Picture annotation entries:
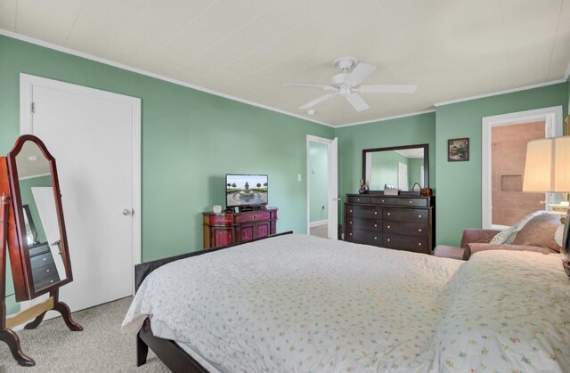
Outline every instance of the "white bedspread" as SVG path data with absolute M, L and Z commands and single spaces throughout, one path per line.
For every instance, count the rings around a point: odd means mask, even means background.
M 157 337 L 230 372 L 562 372 L 569 309 L 559 257 L 461 262 L 287 235 L 159 268 L 123 330 L 149 315 Z
M 443 290 L 461 264 L 276 237 L 154 271 L 123 329 L 151 315 L 232 372 L 426 371 Z

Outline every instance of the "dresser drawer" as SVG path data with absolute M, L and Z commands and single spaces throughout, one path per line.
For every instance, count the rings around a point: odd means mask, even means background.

TASK BRIEF — Recast each line of the listing as an item in a numbered list, skipping any blank lines. Leave the picture out of your answer.

TASK ANSWER —
1. Outline every instance of the "white bedspread" as SVG path data with absolute M, L and Z commands and single spaces throughout, one path per line.
2. For every instance, count the rings around a point: odd means mask, even means background.
3. M 157 337 L 230 372 L 562 372 L 569 309 L 559 257 L 461 262 L 287 235 L 159 268 L 123 330 L 149 315 Z
4. M 443 290 L 461 264 L 276 237 L 154 271 L 123 329 L 151 315 L 232 372 L 426 371 Z
5. Outline every instance of the "dresser drawer" as SVG path data with absolute M, L and Z commands and single spaces throughout, one path per line.
6. For every instance, count the rings around a point: odd means mask, even means background.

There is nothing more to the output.